Kantar Disclaimer<http://www.kantar.com/disclaimer.html>

RE: Parallel queries to HS2/Tez

Posted by "Chitragar, Uday (KMLWG)" <Ud...@KantarMedia.com>.
Hi Siddharth,

Thank you for the reply, please note I am running apache-hive-1.2.1, I assume LLAP is 2.X onwards?
The settings certainly work for me as I have a setup to reproduce the reported error pretty easily.

>In terms of Tez local mode - there's a jira open to support concurrent DAGs.
I guess the one I have reported TEZ-3420 be marked as duplicate, I am happy to test when a patch is available.

Regards,
Uday

Kantar Media | Audience Intelligence | T: +44 (0)20 8967 4760| Mob: +44 (0) 7825 675509 - Uday.Chitragar@kantarmedia.com<ma...@kantarmedia.com>

From: Siddharth Seth [mailto:sseth@apache.org]
Sent: 07 October 2016 17:44
To: user@tez.apache.org
Subject: Re: Parallel queries to HS2/Tez

Uday,
Are you running this with LLAP? Without LLAP. as far as I know, Hive will launch additional sessions even with the settings that you mentioned. If this is working for you - great. You may want to send out a note to the hive community, or open a jira requesting control over concurrent queries via a simpler option (instead of having to configure 3 parameters, potentially 2 more for thread pool sizes)

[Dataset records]
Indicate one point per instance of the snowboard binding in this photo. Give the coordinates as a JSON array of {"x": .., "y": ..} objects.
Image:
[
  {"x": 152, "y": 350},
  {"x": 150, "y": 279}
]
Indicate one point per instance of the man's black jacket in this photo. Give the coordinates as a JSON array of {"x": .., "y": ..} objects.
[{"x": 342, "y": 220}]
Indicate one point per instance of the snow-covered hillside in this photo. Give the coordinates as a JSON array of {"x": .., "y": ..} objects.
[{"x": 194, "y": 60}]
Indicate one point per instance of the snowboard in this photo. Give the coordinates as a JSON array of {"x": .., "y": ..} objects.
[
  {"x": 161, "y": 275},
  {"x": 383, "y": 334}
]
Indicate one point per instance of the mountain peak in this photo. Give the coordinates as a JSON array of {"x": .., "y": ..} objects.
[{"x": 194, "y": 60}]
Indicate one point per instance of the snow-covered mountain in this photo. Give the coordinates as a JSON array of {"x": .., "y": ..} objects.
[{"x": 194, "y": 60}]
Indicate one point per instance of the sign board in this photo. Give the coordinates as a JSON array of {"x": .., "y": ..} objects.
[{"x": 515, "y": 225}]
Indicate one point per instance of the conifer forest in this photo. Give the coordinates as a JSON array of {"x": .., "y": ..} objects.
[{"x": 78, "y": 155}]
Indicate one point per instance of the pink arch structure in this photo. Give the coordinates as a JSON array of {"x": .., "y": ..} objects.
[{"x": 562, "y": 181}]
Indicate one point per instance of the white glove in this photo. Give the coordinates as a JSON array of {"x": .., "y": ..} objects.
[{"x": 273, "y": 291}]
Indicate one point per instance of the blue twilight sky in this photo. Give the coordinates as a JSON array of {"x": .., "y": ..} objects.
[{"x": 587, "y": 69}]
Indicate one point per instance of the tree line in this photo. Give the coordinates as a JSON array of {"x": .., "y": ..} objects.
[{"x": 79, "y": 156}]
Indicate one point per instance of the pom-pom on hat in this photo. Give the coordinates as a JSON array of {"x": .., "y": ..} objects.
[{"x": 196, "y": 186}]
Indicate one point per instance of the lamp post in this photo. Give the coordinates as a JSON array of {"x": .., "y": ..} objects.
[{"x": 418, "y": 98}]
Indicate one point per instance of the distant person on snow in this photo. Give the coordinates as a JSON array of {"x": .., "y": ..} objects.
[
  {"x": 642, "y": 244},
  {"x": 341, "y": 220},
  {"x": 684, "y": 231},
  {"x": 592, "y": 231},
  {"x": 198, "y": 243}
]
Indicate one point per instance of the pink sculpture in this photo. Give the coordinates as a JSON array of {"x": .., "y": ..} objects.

» Task list
a – Reproduce the Hive/Tez thread from the words "Kantar Disclaimer<http://www.kantar.com/disclaimer.html>" through the words "support concurrent DAGs.", beginning at the words that contain the first and stopping after the second.
b – In the Hive/Tez thread, which version of Apache Hive does Uday say he is running?
c – Write what comes next in the Hive/Tez thread, picking up after its final sentence.
The records play no part in the work that follows.

» Answers for the tasks
a –
Kantar Disclaimer<http://www.kantar.com/disclaimer.html>

RE: Parallel queries to HS2/Tez

Posted by "Chitragar, Uday (KMLWG)" <Ud...@KantarMedia.com>.
Hi Siddharth,

Thank you for the reply, please note I am running apache-hive-1.2.1, I assume LLAP is 2.X onwards?
The settings certainly work for me as I have a setup to reproduce the reported error pretty easily.

>In terms of Tez local mode - there's a jira open to support concurrent DAGs.

b – apache-hive-1.2.1

c –
In terms of Tez local mode - there's a jira open to support concurrent DAGs.

On Thu, Oct 6, 2016 at 3:36 AM, Chitragar, Uday (KMLWG) <Ud...@kantarmedia.com>> wrote:
Just FYI:

Following settings throttle the requests sequentially as a workaround.

hive.server2.tez.initialize.default.sessions=true
hive.server2.tez.default.queues=default
hive.server2.tez.sessions.per.default.queue=1

Regards,
Uday

Kantar Media | Audience Intelligence | T: +44 (0)20 8967 4760<tel:%2B44%20%280%2920%208967%204760>| Mob: +44 (0) 7825 675509<tel:%2B44%20%280%29%207825%20675509> - Uday.Chitragar@kantarmedia.com<ma...@kantarmedia.com>

-----Original Message-----
From: Hitesh Shah [mailto:hitesh@apache.org<ma...@apache.org>]
Sent: 29 August 2016 21:42
To: user@tez.apache.org<ma...@tez.apache.org>
Subject: Re: Parallel queries to HS2/Tez

I think there are some thread pool related settings in HiveServer2 which could be used to throttle the no. of concurrent queries down to 1. One quick search led me to https://issues.apache.org/jira/browse/HIVE-5229<https://urldefense.proofpoint.com/v2/url?u=https-3A__issues.apache.org_jira_browse_HIVE-2D5229&d=DQMFaQ&c=zdK58V2JKULZdB8nuBRpog&r=p-90rivnY3ZNWQowg9GzRcPkl8oZ7brZ3jcbrVIesCk&m=qYdOVeVY5L5GBkMYoOMv5dl6fwVxeWz1v0n-Bzz7q1U&s=vX6CE7q1JHZ5vTFckaCeO7mlMLGd7HLYRfwDKkL-cjU&e=> but you may wish to ask the same question on the hive mailing lists for a definitive answer.

thanks
- Hitesh


> On Aug 27, 2016, at 1:02 AM, Chitragar, Uday (KMLWG) <Ud...@KantarMedia.com>> wrote:
>
> Hi Hitesh,
>
> Thank you for the advice. While I get dev help on TEZ-3420, are there any recommendations in terms of configuring HIVE/HS2 to run the dags sequentially? Interestingly this is not a problem with HDP deployment which obviously has a 'fuller' setup.  Local mode really helps to test.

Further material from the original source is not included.